**Material provided**:

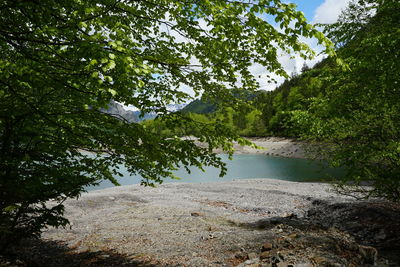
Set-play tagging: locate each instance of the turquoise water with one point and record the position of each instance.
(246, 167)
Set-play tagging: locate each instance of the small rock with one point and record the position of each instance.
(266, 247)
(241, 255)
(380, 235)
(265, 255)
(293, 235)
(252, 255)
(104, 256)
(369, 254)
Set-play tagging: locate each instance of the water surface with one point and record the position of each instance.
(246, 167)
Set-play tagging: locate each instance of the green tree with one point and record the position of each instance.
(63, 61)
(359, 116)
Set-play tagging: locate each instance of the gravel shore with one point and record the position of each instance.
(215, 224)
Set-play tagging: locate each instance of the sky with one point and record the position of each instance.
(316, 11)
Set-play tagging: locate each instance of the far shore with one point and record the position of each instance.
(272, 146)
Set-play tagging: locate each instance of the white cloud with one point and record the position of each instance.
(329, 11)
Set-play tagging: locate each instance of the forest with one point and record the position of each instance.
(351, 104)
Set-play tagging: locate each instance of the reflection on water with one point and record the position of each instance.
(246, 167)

==

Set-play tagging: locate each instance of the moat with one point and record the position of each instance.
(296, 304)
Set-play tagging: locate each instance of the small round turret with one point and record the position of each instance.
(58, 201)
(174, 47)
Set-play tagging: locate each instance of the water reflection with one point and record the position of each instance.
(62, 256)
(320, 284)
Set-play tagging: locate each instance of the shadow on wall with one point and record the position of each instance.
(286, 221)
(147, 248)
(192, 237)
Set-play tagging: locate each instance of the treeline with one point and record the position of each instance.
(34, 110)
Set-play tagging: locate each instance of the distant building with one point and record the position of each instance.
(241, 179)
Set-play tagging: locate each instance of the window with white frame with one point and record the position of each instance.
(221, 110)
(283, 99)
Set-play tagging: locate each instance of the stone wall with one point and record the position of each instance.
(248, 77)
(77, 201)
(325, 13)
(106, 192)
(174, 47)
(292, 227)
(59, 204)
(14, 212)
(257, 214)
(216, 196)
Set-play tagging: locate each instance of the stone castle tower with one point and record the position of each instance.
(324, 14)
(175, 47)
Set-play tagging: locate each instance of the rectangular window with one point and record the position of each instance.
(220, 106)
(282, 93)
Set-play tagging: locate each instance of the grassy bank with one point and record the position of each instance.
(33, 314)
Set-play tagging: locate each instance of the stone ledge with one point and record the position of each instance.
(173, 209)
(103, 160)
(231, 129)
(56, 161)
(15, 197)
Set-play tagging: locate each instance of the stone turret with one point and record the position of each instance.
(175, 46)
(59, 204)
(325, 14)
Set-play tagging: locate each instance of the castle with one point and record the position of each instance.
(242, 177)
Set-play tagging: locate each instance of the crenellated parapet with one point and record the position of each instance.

==

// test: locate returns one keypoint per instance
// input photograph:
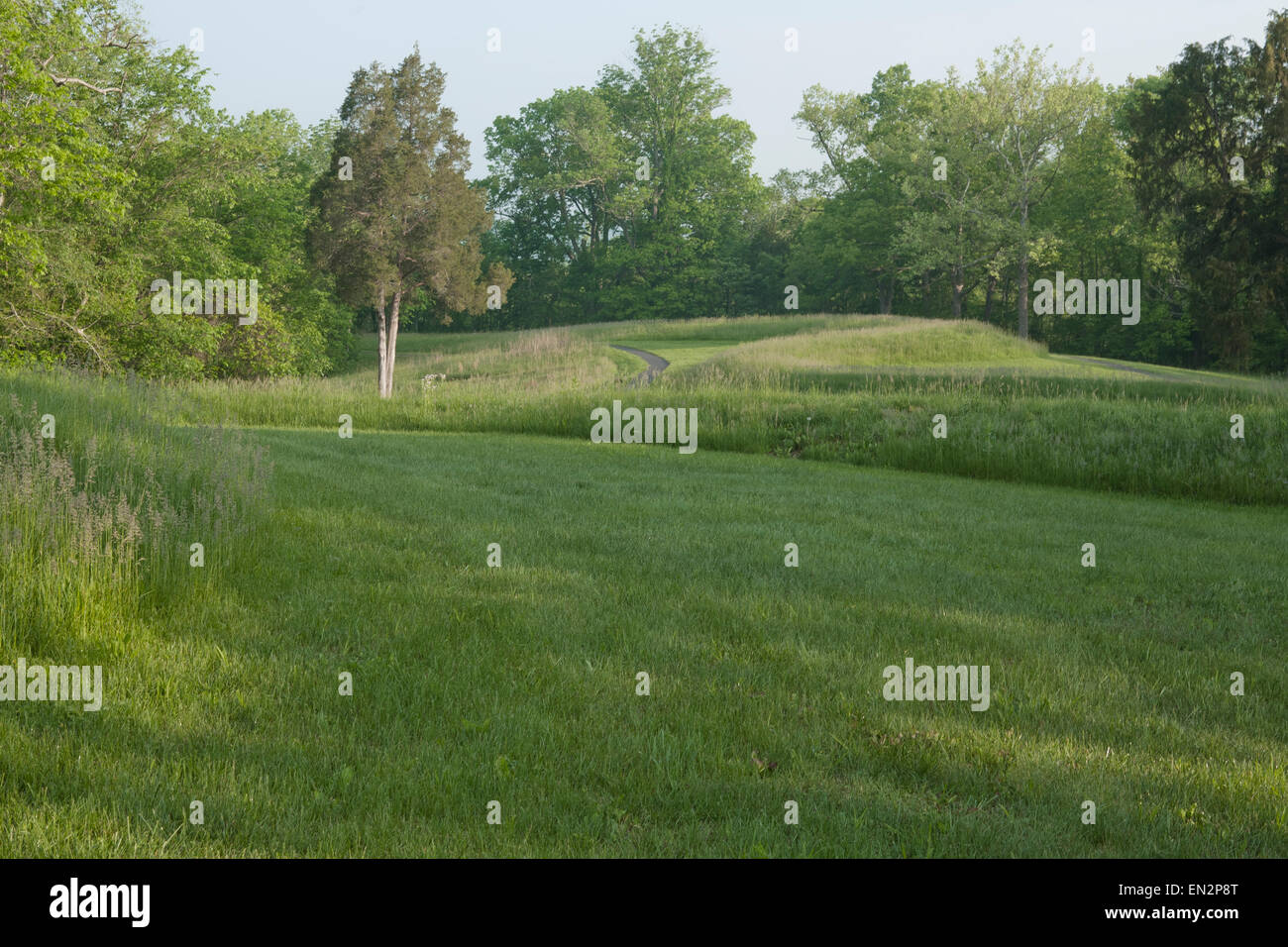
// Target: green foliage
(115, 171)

**Task goal**:
Copy word for word the stretch of entries above from the line that has "Set-play tagging: locate each instance of the stone castle" through the line that has "Set-play tagging: locate each instance of the crenellated", both ends included, and nothing outside it.

**Result**:
Set-play tagging: locate each instance of the stone castle tower with one point and record the position of each instance.
(324, 14)
(175, 47)
Set-play tagging: locate each instance of the rectangular window with one point and record the position of each instance.
(220, 106)
(282, 93)
Set-play tagging: locate each instance of the grassy bank with one point and record the position of each instance.
(33, 314)
Set-play tagging: locate each instance of the stone ledge with one point and record the position of each instance.
(173, 209)
(103, 160)
(231, 129)
(56, 161)
(15, 197)
Set-play tagging: locate each instance of the stone turret with one point and record the position of each instance.
(175, 46)
(59, 204)
(325, 14)
Set-play tagging: locate each instance of the castle with one point and record the position of each instance.
(242, 177)
Set-play tagging: locate each instance of the crenellated parapet with one point and record the position of each instance.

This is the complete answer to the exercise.